*OBJECTIVE*. Nothing other than the lines from the one containing "Practice step: set one point on each instance of the rear" through the close of the entries below should be printed, each exactly.

(Dataset records about object locations)

+---+

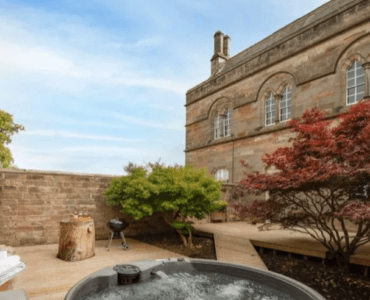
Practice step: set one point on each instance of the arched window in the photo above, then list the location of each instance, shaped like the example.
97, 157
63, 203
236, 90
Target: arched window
227, 121
285, 104
222, 174
217, 127
355, 83
270, 109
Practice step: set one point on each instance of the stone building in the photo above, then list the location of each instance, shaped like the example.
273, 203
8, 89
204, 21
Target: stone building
241, 111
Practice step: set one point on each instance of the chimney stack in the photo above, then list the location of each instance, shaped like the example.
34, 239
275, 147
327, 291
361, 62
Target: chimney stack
219, 39
227, 40
222, 51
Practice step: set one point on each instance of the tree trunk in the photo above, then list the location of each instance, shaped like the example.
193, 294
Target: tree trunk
77, 239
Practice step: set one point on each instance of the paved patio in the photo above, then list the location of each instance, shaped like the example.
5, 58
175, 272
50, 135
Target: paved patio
48, 278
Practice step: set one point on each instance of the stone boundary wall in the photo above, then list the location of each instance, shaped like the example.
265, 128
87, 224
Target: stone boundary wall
32, 203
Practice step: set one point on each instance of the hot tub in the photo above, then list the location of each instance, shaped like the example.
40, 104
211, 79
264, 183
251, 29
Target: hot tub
188, 279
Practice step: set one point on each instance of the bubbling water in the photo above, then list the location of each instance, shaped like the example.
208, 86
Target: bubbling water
191, 286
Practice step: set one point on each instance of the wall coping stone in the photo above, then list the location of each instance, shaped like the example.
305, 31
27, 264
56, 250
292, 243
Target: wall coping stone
30, 171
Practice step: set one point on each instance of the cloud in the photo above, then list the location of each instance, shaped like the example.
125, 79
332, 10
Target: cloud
68, 134
174, 125
74, 56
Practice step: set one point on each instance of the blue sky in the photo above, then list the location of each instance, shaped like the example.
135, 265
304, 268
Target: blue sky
100, 83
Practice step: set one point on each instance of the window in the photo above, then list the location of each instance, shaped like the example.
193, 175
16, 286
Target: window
227, 119
222, 174
355, 83
217, 127
270, 110
222, 124
285, 105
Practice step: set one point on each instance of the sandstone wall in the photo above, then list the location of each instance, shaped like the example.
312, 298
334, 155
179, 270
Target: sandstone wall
32, 203
310, 55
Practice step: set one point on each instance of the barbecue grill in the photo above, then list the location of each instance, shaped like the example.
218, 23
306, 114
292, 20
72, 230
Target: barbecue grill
117, 226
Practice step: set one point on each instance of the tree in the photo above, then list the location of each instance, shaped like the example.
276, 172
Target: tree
315, 179
7, 129
174, 192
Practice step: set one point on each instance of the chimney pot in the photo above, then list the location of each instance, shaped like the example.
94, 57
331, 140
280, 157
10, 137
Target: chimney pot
219, 38
226, 46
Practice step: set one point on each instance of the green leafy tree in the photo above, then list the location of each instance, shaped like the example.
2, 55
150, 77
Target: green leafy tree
7, 129
174, 192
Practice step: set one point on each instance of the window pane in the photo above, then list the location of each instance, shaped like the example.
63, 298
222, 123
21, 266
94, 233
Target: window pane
351, 99
360, 80
351, 91
360, 89
351, 82
359, 97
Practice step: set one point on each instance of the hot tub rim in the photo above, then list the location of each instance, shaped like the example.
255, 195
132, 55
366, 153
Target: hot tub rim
100, 277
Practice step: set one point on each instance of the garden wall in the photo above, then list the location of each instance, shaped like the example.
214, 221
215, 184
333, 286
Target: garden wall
32, 203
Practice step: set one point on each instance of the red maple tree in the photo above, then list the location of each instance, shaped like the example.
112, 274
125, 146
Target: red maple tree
315, 180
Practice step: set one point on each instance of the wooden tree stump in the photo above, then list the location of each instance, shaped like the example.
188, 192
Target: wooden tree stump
77, 239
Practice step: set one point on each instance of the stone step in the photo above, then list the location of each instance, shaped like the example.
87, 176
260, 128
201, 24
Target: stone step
237, 250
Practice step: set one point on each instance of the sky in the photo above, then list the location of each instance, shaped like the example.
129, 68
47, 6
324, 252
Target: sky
101, 83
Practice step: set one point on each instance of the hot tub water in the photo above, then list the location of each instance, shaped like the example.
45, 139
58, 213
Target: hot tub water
193, 285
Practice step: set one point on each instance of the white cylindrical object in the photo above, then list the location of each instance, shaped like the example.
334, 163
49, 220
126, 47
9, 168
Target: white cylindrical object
3, 254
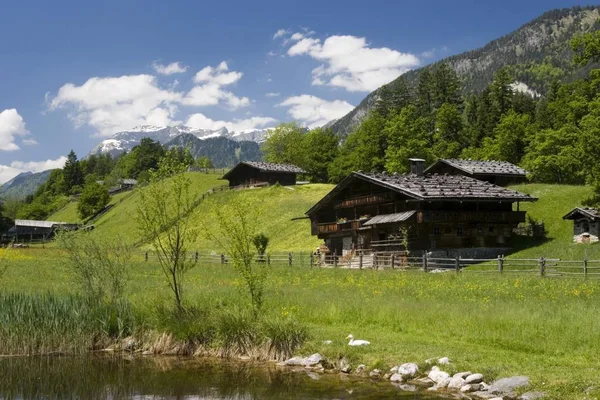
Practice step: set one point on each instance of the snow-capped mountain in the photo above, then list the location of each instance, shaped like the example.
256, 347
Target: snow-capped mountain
125, 141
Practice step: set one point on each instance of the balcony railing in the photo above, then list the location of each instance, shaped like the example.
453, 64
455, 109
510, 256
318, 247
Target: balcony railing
365, 200
471, 216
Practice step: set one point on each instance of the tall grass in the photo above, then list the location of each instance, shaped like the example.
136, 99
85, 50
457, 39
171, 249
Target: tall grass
44, 323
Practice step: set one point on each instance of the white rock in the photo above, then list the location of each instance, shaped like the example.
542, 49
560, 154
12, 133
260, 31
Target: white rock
437, 375
295, 361
474, 378
408, 370
462, 374
456, 383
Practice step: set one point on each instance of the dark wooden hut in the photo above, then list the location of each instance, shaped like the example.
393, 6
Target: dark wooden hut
384, 212
249, 173
500, 173
24, 229
586, 224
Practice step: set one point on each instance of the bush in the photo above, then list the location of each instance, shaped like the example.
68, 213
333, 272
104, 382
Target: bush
99, 264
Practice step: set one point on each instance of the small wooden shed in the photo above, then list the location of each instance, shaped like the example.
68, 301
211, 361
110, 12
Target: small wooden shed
586, 224
499, 173
257, 173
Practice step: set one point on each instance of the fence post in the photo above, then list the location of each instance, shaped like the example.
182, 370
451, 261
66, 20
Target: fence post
585, 264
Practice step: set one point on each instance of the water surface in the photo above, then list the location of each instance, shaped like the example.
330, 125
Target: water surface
178, 378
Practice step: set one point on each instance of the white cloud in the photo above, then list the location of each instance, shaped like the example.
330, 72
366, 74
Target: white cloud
11, 125
210, 90
7, 172
200, 121
314, 111
173, 68
30, 142
351, 64
115, 104
280, 33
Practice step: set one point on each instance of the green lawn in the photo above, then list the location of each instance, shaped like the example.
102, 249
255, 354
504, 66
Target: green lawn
554, 202
497, 325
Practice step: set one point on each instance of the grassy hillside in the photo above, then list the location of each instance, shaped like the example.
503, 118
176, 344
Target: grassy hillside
277, 206
554, 202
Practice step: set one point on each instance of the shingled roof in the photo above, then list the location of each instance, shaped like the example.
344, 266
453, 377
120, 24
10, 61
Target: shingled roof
267, 167
473, 167
433, 187
585, 212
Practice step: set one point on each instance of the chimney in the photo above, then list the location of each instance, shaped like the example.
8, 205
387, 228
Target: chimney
417, 166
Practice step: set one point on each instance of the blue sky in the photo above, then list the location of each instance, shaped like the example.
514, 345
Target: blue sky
72, 73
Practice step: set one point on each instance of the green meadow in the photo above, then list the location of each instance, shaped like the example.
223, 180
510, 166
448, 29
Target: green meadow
499, 325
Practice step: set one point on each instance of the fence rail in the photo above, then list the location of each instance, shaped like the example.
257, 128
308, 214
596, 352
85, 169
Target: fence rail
542, 267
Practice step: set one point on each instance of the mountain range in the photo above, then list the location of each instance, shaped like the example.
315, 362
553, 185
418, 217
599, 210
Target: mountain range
536, 54
125, 141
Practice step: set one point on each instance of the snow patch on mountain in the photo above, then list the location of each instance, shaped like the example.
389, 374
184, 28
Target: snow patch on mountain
127, 140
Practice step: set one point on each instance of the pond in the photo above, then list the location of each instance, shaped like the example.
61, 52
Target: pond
178, 378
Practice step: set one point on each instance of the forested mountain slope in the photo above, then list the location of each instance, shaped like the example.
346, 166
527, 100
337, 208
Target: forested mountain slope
537, 53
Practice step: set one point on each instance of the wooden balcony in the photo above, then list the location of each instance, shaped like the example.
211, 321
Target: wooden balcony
471, 216
334, 227
365, 200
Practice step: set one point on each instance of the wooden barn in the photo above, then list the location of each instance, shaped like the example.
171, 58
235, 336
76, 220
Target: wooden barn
257, 173
25, 229
586, 224
499, 173
384, 212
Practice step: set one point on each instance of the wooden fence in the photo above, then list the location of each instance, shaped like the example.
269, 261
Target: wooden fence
400, 261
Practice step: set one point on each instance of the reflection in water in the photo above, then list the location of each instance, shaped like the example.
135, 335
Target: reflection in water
175, 378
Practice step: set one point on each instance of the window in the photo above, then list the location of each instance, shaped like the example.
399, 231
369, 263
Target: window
459, 230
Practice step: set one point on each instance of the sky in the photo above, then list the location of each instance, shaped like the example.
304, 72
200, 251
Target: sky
73, 73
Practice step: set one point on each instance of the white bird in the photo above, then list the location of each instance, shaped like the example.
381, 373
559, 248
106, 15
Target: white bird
359, 342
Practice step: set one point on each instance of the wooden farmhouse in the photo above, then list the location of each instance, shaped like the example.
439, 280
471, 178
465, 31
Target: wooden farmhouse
24, 229
499, 173
383, 212
261, 173
586, 224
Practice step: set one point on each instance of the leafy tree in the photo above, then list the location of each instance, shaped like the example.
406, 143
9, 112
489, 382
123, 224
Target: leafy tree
236, 229
283, 143
586, 47
319, 149
93, 199
163, 215
448, 137
72, 173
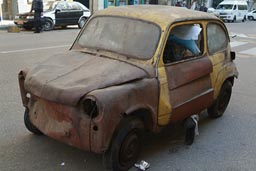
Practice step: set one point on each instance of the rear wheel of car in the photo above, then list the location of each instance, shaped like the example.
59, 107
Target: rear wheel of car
221, 103
82, 22
125, 147
27, 27
48, 24
29, 125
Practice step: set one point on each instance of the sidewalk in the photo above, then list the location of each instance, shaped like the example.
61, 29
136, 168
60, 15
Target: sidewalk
4, 24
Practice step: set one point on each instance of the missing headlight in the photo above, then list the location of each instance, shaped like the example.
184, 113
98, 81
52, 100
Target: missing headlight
90, 108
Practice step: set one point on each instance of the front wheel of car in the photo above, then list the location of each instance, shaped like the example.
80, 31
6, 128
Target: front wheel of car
29, 125
28, 27
125, 146
48, 25
82, 22
221, 103
234, 19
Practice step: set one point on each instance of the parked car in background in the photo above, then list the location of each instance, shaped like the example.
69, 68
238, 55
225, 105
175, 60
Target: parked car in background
58, 13
131, 69
213, 11
232, 10
251, 15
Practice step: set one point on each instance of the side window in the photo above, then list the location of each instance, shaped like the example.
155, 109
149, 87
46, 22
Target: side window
184, 41
217, 39
63, 6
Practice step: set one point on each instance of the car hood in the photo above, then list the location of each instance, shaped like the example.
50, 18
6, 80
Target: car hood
26, 14
65, 78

+---+

*EXPECTED ANSWER*.
Practice step: set one point on each instance of the rear wheel of car in the photo above, then list the location of each instance, shaped like the example.
59, 107
Target: rear wheel of car
221, 103
82, 22
125, 147
27, 27
48, 24
29, 125
Practice step: set one point on each instance of the sidewalk in the photo above, then list the location of each instance, shaped like the example.
61, 29
136, 168
60, 15
Target: sidewalk
4, 24
Practice step: set one point on each instance of the missing headlight in the photo above, then list the location of each instance, shaped like the example.
184, 113
98, 81
52, 100
Target: missing headlight
90, 108
Practice step: set one point on each instance of the front wheel of car in the photo above, then list the location of each instance, shaped like the example.
80, 31
6, 128
Target: front wheel of car
29, 125
28, 27
125, 146
48, 25
82, 22
221, 103
234, 19
Practice step: set one point on each instance of the parked car in background in the photo above, then list the location of each instance, shaped like the example.
69, 68
238, 55
225, 105
175, 60
Target: parked car in background
58, 13
131, 69
213, 11
232, 10
251, 15
Practice step: set one point on each instance of the side window in the photo above, then list the location of each instance, shaped like the example.
155, 109
149, 87
46, 22
Target: side window
184, 41
217, 39
63, 6
Practice step: set one point on each instance of the car hood in the photo above, then list the location of each instance, shaped like the example.
50, 18
6, 80
Target: car hood
26, 14
65, 78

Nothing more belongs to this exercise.